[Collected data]

------------------------------

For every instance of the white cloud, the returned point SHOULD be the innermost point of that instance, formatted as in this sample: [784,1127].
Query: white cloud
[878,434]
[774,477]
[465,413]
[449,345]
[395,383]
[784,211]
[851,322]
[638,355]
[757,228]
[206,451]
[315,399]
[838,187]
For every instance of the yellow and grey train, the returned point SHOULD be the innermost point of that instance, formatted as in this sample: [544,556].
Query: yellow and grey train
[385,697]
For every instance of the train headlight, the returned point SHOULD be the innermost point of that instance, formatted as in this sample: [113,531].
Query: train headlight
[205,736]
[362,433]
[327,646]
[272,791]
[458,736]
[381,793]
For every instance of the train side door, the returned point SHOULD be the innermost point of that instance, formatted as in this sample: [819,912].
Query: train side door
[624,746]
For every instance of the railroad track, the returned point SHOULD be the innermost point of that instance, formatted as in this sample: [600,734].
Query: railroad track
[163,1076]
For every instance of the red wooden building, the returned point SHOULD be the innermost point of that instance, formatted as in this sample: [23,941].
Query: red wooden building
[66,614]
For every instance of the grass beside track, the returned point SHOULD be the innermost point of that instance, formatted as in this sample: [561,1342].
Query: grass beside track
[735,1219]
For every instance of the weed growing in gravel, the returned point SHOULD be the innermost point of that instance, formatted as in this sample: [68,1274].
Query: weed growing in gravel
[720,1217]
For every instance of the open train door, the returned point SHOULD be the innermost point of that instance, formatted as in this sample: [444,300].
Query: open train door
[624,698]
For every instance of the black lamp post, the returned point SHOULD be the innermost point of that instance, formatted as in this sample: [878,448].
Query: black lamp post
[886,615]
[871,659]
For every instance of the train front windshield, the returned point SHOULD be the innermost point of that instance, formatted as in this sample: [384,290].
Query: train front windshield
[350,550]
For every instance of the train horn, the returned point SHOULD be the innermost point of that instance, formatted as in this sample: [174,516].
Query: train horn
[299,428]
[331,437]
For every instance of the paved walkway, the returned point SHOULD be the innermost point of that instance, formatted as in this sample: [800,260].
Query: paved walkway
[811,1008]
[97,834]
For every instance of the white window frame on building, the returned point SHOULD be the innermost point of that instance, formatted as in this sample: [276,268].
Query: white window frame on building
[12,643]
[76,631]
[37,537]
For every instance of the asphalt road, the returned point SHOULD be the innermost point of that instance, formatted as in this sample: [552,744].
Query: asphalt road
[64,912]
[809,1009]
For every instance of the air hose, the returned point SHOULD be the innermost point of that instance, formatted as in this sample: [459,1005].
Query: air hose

------------------------------

AIM OF THE TASK
Could you reproduce, word for word, every line of the records above from the one containing "For every instance of the air" through the end, including both ends?

RESPONSE
For every instance of the air hose, the returned point SHOULD be the innermost point of that instance, formatted as in this sample: [459,1005].
Query: air hose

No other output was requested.